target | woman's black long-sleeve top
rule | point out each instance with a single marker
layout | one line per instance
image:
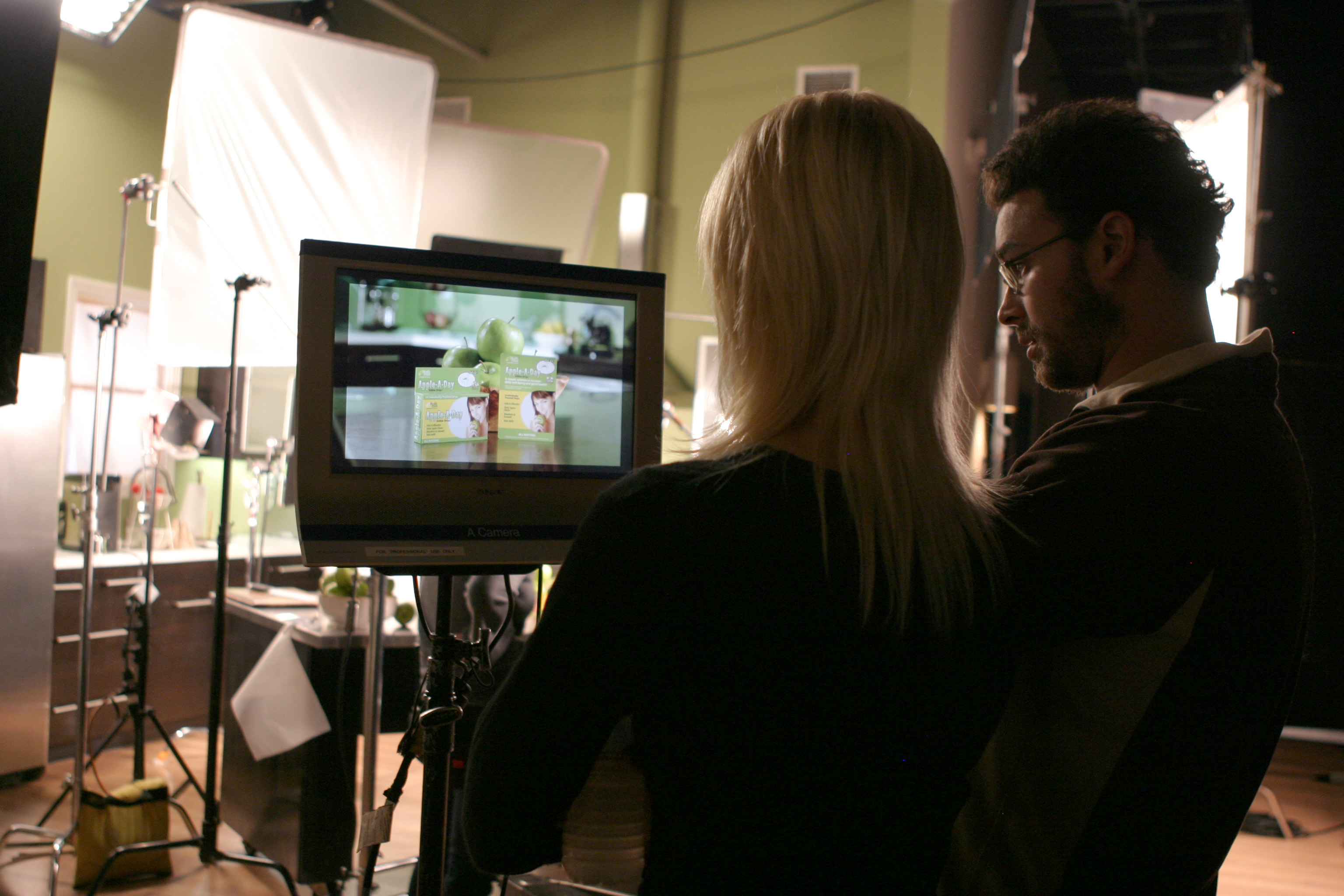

--

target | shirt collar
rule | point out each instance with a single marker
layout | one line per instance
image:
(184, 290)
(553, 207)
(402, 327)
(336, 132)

• _DO THIS_
Locate every line in the material that contains the word "target", and copy each of those lines.

• _EXPECTED ANSWER_
target | woman's black long-sleeve top
target | shirt collar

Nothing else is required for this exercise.